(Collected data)
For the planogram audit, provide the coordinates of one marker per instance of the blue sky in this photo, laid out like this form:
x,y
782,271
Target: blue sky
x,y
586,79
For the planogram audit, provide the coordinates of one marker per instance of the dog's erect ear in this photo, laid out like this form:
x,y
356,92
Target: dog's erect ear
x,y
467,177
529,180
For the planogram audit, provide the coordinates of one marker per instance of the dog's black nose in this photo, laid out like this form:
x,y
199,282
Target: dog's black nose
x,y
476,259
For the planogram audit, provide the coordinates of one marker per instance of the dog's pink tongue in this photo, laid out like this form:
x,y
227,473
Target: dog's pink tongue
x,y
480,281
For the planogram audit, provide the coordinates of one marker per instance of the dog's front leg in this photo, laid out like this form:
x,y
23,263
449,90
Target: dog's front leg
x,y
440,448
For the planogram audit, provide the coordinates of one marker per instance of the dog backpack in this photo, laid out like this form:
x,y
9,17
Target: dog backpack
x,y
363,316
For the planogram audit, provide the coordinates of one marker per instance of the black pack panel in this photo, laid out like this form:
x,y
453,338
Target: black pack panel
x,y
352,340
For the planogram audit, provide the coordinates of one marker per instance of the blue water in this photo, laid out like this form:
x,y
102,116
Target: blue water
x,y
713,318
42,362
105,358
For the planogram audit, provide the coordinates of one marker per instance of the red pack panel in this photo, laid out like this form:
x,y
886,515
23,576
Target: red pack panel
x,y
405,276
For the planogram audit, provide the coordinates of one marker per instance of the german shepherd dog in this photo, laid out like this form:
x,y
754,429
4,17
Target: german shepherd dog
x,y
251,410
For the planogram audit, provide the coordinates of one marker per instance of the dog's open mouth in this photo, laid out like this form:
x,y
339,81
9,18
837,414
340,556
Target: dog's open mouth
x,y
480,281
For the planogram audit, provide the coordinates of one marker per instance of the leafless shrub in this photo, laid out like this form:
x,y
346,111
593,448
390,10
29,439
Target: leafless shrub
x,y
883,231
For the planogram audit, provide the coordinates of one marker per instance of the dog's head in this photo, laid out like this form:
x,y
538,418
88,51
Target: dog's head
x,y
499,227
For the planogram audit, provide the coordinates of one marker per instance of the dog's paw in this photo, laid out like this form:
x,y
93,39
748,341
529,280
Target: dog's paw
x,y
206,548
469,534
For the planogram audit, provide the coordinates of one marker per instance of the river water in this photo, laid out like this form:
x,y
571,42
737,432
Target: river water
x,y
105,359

## WHAT YOU SHOULD DO
Complete, exact output of the records is expected.

## YOUR RESPONSE
For the planogram audit, provide the coordinates of one marker per instance of the blue sky in this photo, laid out like this form:
x,y
782,271
Target: blue sky
x,y
586,79
For the planogram audit, provide the coordinates of one marker per instance of the dog's erect ear in this photo, laid out like this form:
x,y
356,92
Target: dog's erect ear
x,y
467,177
529,180
For the planogram audit, provide the coordinates of one marker per instance of the dog's black nose in this photo, laid out like this form:
x,y
199,282
Target: dog's black nose
x,y
476,259
For the planogram audit, provide the coordinates of one marker per instance of the dog's pink tongue in this photo, laid out like this form:
x,y
227,473
Target: dog's pink tongue
x,y
480,281
For the planogram audit, provide the coordinates of one marker per instance of the dog's front leg in this photo, laid out like this form:
x,y
23,263
449,90
Target: dog's front leg
x,y
440,448
For the planogram audit, provide the coordinates of one marker per instance of the dog backpack in this photo, laid out like this form:
x,y
9,17
Target: dog backpack
x,y
363,316
For the planogram audit, provide the coordinates of one marker per instance of the black pack panel in this photo, laid out like this form:
x,y
453,338
Target: black pack panel
x,y
352,340
For the planogram audit, provide the coordinates of one marker per instance of the blue water in this photo, laid out like this form:
x,y
102,116
Target: blue water
x,y
713,318
42,362
105,358
For the planogram audit, provide the coordinates of one marker per instance of the red pack panel in this photo, laid out like this form:
x,y
886,515
23,576
Target: red pack panel
x,y
405,276
For the planogram audit, provide the coordinates of one marker per instance of the german shepherd dog in this photo, laid out like this form:
x,y
754,429
4,17
Target: german shepherd dog
x,y
251,410
For the planogram audit, provide the coordinates of one marker per instance of the dog's open mouth in this photo, laid out like this form:
x,y
339,81
9,18
837,414
340,556
Target: dog's open mouth
x,y
480,281
For the planogram audit, provide the coordinates of one marker per instance of the leafless shrub in this photo, laid out like this form:
x,y
346,111
593,448
390,10
29,439
Target: leafless shrub
x,y
883,231
For the planogram audit, provide the coordinates of one marker per instance of the dog's head in this photo, laid out like this form:
x,y
538,418
88,51
Target: dog's head
x,y
499,227
For the planogram audit, provide the coordinates of one marker per instance of the dog's paw in this photo, laid out like this form:
x,y
93,39
748,341
529,280
Target: dog's paw
x,y
206,548
469,534
For the planogram audit, provide the coordinates of one marker per instance of the river water in this photo, laid out like this form:
x,y
571,42
737,432
Target: river water
x,y
105,359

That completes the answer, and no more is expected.